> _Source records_
-------
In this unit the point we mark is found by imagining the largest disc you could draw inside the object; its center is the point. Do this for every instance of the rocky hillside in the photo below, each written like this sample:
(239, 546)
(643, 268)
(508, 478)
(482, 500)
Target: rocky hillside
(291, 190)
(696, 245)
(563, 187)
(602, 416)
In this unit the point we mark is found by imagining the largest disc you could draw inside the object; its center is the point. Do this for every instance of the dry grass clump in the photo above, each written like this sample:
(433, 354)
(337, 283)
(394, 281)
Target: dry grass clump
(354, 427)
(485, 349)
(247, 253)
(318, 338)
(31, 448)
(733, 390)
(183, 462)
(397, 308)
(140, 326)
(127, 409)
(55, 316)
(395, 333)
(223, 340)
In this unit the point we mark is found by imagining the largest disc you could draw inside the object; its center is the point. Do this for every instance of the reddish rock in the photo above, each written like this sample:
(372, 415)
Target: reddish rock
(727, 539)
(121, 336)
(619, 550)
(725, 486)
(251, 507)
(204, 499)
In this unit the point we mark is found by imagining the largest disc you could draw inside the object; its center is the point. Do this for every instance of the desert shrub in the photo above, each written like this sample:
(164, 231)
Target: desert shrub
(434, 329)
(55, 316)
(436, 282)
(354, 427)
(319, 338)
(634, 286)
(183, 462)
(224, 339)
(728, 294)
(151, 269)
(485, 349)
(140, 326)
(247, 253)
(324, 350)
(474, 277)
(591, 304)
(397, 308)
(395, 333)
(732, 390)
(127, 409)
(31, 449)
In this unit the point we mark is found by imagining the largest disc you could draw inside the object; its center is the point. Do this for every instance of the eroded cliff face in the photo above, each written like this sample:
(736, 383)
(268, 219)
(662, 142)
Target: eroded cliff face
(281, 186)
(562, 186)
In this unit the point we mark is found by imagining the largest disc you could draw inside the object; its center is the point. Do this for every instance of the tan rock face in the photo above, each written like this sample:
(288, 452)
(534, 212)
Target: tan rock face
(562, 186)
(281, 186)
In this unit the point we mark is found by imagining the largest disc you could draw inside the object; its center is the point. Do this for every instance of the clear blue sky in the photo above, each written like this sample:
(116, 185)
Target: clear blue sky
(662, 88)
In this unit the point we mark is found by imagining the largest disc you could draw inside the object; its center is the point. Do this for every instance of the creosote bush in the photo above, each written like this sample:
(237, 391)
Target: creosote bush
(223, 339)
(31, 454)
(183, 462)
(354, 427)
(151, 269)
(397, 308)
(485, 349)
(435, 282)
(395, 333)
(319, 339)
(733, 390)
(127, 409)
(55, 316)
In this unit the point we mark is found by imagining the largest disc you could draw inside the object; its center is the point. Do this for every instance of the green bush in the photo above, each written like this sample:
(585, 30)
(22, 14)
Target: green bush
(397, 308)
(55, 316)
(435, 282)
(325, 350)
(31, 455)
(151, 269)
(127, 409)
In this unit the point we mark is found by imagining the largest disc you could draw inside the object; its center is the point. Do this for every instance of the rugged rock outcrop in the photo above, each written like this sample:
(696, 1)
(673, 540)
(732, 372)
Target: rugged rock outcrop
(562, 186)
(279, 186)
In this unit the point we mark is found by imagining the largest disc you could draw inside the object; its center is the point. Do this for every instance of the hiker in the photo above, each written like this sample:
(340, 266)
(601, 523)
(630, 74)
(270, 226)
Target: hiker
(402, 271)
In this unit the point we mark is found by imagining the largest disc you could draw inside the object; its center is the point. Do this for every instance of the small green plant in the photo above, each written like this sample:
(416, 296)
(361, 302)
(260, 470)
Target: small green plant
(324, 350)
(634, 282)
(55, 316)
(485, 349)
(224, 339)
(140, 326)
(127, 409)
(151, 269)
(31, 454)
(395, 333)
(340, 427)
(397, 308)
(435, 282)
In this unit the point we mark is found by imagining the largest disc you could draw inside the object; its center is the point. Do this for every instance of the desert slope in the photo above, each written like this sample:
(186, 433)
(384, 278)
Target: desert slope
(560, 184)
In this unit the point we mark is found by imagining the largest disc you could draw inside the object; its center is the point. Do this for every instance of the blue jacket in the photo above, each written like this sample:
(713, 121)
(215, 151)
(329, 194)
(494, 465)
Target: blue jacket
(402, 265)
-------
> _Exercise instructions_
Set the entries above down once more, exactly as they stand.

> _Answer_
In this unit the point we mark is found by imagining the largest disc you could draw inside the object; its center is the point. Do this for every instance of the rocky hillside in the photo below, each written like this sample:
(239, 546)
(643, 268)
(508, 478)
(482, 500)
Target: rocky hillside
(291, 190)
(696, 245)
(563, 187)
(602, 416)
In this unit the point we mark is found by imagining the largest disc you could draw inside the object; its center is the point. Do this for every instance of the dry grass clump in the photo above, each written like this sample:
(433, 354)
(337, 283)
(394, 281)
Target: dry grass clump
(354, 427)
(485, 349)
(247, 253)
(318, 338)
(31, 448)
(733, 390)
(183, 462)
(397, 308)
(140, 326)
(127, 409)
(55, 316)
(395, 333)
(223, 340)
In this unit the point we mark is found by imagining the largest disc you could draw inside the object; its center is the point. Do this for every instance of the reddish rock in the photo above, each written like this sample:
(372, 415)
Target: reddish rock
(727, 539)
(121, 336)
(619, 550)
(725, 486)
(251, 507)
(204, 499)
In this unit the point we mark is found by imagining the largest disc you could draw inside the object; its center is the point. Do this for every instance of the desert shrub in the photo above, each written like this sample:
(164, 231)
Target: desert shrub
(434, 329)
(55, 316)
(436, 282)
(354, 427)
(319, 338)
(634, 286)
(183, 462)
(224, 339)
(728, 294)
(151, 269)
(485, 349)
(140, 326)
(247, 253)
(324, 350)
(474, 277)
(591, 304)
(397, 308)
(395, 333)
(732, 390)
(127, 409)
(31, 449)
In this unit the point we mark is found by imagining the largest disc you could draw inside the object; its center is the point. Do this for every instance of the eroded cliff face in the photo above, each written like this sample:
(736, 383)
(268, 219)
(662, 142)
Target: eroded cliff face
(281, 186)
(562, 186)
In this unit the point we mark is found by imagining the largest disc you could draw inside the object; its center is the point. Do this for every instance of the tan rock face in the photo above, each written like this sample:
(288, 452)
(534, 212)
Target: tan rock face
(562, 186)
(281, 186)
In this unit the point we mark is found by imagining the largest disc you could draw inside the object; its center is the point. Do this for every instance of the clear blue sky in the photo above, each written like this sample:
(116, 185)
Target: clear blue sky
(662, 88)
In this unit the point we mark is found by imagining the largest disc you could draw inside the object; its center is the point. Do this for every instance of the creosote bush in the photo above, each written like this sample:
(237, 391)
Target: creosote bush
(223, 339)
(31, 454)
(183, 462)
(354, 427)
(151, 269)
(397, 308)
(485, 349)
(435, 282)
(395, 333)
(319, 339)
(733, 390)
(127, 409)
(55, 316)
In this unit the point we mark is found by imagining the largest disc you could draw inside the object; its center is the point. Do this for every instance of the green bush in the photo above, each written like this sample:
(585, 30)
(22, 14)
Target: green bush
(397, 308)
(55, 316)
(435, 282)
(325, 350)
(31, 455)
(151, 269)
(127, 409)
In this unit the point we mark is found by imagining the largest disc you could draw inside the object; its center is the point. Do this for every instance of the rugged rock outcrop in the photo above, each written like this sample:
(696, 1)
(673, 540)
(732, 372)
Target: rugged rock outcrop
(562, 186)
(279, 186)
In this unit the point we mark is found by imagining the largest disc you could draw inside the object; its center is the point. Do this for every instance of the hiker in the photo above, each written like this sample:
(340, 266)
(601, 523)
(630, 74)
(270, 226)
Target: hiker
(402, 271)
In this unit the point we mark is found by imagining the largest disc you could draw inside the object; its center is the point. Do this for every instance of the small green plant in the photo above, each written like this sample:
(416, 296)
(361, 302)
(260, 470)
Target: small green plant
(324, 350)
(634, 282)
(55, 316)
(485, 349)
(224, 339)
(140, 326)
(127, 409)
(151, 269)
(31, 454)
(395, 333)
(340, 427)
(397, 308)
(435, 282)
In this unit the point we mark is found by imagining the largest disc you could draw inside the object; its center is the point. Do this for every instance of the desert slope in the photo above, each written like this sample:
(186, 433)
(384, 278)
Target: desert slope
(560, 184)
In this unit the point we mark is found by imagining the largest disc you could draw inside the object; its center is the point. Do this for every instance of the blue jacket in the photo above, each written like this sample:
(713, 121)
(215, 151)
(329, 194)
(494, 465)
Target: blue jacket
(402, 265)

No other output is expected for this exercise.